== TRY IT ==
Every entry is to be printed again precisely as given.

== INFORMATION GIVEN ==
....

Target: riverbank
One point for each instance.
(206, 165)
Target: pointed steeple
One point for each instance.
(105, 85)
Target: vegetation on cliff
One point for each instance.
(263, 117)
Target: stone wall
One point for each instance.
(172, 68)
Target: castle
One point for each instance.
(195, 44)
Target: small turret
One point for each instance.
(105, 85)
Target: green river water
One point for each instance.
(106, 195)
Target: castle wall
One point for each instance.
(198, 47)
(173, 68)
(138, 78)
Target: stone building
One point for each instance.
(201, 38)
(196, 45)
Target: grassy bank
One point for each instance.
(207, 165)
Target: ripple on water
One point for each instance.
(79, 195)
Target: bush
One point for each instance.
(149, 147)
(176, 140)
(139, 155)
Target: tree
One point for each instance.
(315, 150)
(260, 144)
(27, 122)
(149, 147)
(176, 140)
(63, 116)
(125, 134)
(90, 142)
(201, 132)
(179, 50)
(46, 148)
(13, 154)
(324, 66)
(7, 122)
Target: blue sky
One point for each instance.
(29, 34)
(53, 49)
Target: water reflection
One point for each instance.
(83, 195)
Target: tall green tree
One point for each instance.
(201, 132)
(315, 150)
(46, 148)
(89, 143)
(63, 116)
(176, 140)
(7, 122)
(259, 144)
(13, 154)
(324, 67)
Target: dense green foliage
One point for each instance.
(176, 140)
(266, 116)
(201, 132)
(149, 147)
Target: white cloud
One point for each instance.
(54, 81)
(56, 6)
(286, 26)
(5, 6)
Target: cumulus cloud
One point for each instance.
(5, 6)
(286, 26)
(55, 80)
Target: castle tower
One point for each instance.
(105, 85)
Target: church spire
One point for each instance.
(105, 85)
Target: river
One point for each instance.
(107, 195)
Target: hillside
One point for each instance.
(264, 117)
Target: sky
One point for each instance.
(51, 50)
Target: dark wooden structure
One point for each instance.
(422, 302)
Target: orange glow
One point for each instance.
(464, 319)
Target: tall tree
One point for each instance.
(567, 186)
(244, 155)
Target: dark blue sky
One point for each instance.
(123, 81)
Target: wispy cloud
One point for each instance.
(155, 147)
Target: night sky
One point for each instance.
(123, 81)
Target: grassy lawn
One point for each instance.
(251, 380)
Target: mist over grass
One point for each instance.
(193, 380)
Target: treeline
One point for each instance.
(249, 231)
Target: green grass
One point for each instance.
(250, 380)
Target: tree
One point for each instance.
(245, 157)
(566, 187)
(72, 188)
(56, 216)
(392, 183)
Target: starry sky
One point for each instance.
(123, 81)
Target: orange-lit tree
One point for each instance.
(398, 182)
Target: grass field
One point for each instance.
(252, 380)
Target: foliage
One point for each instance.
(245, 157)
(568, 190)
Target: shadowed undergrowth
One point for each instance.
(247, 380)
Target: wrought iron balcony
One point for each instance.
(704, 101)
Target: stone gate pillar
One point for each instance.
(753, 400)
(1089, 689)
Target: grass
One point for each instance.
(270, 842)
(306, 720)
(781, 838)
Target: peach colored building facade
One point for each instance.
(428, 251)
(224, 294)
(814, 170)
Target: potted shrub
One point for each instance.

....

== SOLUTION TO THIS EXERCISE ==
Target: riverbank
One point for each instance.
(206, 165)
Target: pointed steeple
One point for each instance.
(105, 85)
Target: vegetation on cliff
One point for each instance.
(263, 117)
Target: stone wall
One point for each instance.
(172, 68)
Target: castle
One point for each instance.
(195, 44)
Target: small turret
One point for each instance.
(105, 85)
Target: green river water
One point for each instance.
(106, 195)
Target: castle wall
One point for each instance.
(198, 47)
(173, 68)
(138, 78)
Target: stone building
One point for each instance.
(201, 38)
(196, 45)
Target: grassy bank
One point for each instance.
(207, 165)
Target: ripple on water
One point for each instance.
(79, 195)
Target: bush
One point for each instance.
(149, 147)
(176, 140)
(139, 155)
Target: tree
One point for each instance.
(315, 150)
(260, 144)
(27, 122)
(149, 147)
(176, 140)
(63, 116)
(125, 134)
(90, 142)
(201, 132)
(179, 50)
(46, 148)
(13, 154)
(324, 66)
(7, 122)
Target: blue sky
One point for each instance.
(29, 34)
(53, 49)
Target: water reflection
One point for each instance.
(83, 195)
Target: tall green tree
One point for each instance.
(201, 132)
(315, 150)
(46, 148)
(89, 143)
(63, 116)
(176, 140)
(7, 122)
(259, 144)
(13, 154)
(324, 67)
Target: dense green foliage
One point for each instance.
(176, 140)
(266, 116)
(201, 132)
(149, 147)
Target: white cloud
One point for each instance.
(54, 81)
(56, 6)
(286, 26)
(5, 6)
Target: cumulus cloud
One point for each instance.
(5, 6)
(286, 26)
(55, 80)
Target: castle tower
One point for each instance.
(105, 85)
Target: church spire
One point for each instance.
(105, 85)
Target: river
One point for each instance.
(107, 195)
Target: hillside
One point for each instance.
(264, 117)
Target: sky
One point for each instance.
(51, 50)
Target: dark wooden structure
One point for each instance.
(422, 302)
Target: orange glow
One point for each instance.
(464, 319)
Target: tall tree
One point for each instance.
(567, 186)
(244, 155)
Target: dark blue sky
One point for each instance.
(123, 81)
Target: wispy cloud
One point for each instance.
(155, 147)
Target: night sky
One point for each instance.
(123, 81)
Target: grassy lawn
One point for each instance.
(251, 380)
Target: mist over grass
One point for each instance.
(193, 380)
Target: treeline
One point for each instance.
(249, 231)
Target: green grass
One point for each instance.
(250, 380)
Target: tree
One point for each instance.
(245, 157)
(566, 187)
(72, 188)
(56, 216)
(392, 183)
Target: starry sky
One point for each instance.
(123, 81)
Target: orange-lit tree
One point for each instance.
(398, 182)
Target: grass field
One point for each instance.
(252, 380)
Target: foliage
One point for each instance.
(245, 157)
(568, 190)
Target: shadowed undergrowth
One point for each instance.
(247, 380)
Target: wrought iron balcony
One point for each instance.
(704, 101)
Target: stone gate pillar
One point for each instance.
(753, 400)
(1089, 689)
Target: grass
One point for each instance.
(270, 842)
(306, 720)
(781, 838)
Target: peach colored building facade
One point for each instance.
(428, 251)
(224, 294)
(814, 170)
Target: potted shrub
One point for each instance.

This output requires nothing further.